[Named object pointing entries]
# # #
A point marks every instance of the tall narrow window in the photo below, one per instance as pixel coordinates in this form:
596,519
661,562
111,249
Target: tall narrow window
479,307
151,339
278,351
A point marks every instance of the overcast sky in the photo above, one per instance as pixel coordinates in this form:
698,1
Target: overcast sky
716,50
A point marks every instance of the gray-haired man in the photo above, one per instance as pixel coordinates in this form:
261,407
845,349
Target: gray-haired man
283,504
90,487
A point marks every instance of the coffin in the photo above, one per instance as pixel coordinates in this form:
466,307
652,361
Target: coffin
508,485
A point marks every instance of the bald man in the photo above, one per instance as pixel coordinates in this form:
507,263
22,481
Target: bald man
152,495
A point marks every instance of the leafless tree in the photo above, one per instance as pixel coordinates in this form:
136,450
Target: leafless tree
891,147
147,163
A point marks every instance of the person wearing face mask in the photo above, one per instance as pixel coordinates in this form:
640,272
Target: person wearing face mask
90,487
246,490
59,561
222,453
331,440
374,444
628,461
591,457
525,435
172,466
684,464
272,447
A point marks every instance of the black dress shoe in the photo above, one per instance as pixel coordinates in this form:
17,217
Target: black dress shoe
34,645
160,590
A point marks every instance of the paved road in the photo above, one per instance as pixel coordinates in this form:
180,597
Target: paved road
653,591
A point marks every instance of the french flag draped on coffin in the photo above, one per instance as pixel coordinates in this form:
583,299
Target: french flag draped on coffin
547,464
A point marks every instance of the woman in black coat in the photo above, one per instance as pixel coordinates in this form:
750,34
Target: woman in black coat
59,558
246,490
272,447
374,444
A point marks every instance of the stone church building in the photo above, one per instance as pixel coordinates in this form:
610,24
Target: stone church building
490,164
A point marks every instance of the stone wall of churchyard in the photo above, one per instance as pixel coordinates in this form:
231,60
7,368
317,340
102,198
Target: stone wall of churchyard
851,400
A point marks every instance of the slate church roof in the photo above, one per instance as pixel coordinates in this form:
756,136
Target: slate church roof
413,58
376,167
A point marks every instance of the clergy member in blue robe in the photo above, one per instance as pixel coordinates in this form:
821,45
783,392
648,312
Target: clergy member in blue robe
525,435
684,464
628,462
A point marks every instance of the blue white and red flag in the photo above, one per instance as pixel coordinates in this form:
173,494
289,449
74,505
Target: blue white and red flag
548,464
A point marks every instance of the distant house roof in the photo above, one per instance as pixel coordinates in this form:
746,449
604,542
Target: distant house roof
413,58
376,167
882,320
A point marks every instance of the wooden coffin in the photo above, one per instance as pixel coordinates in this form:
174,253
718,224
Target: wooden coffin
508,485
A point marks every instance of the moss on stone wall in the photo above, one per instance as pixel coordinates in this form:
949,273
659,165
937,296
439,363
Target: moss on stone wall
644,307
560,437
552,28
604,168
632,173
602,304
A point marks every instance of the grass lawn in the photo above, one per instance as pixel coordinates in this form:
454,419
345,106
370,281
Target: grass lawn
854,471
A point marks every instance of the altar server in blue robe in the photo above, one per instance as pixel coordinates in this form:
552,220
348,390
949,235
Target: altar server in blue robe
# # #
• What is being asked:
Rewrite every line from the one containing "A point marks every instance of the grass" down to the end of the records above, requests included, shifting each answer coordinate by adding 8 to both of its numbers.

• Full answer:
A point marks every instance of the grass lawn in the photo above, one per instance as pixel coordinates in this form:
454,419
345,106
370,281
Target: grass lawn
862,479
A point marks every instance of the altar server in blue robe in the photo above, one per instance as pixel coordinates in this form:
552,220
348,390
949,235
Target: altar server in blue robe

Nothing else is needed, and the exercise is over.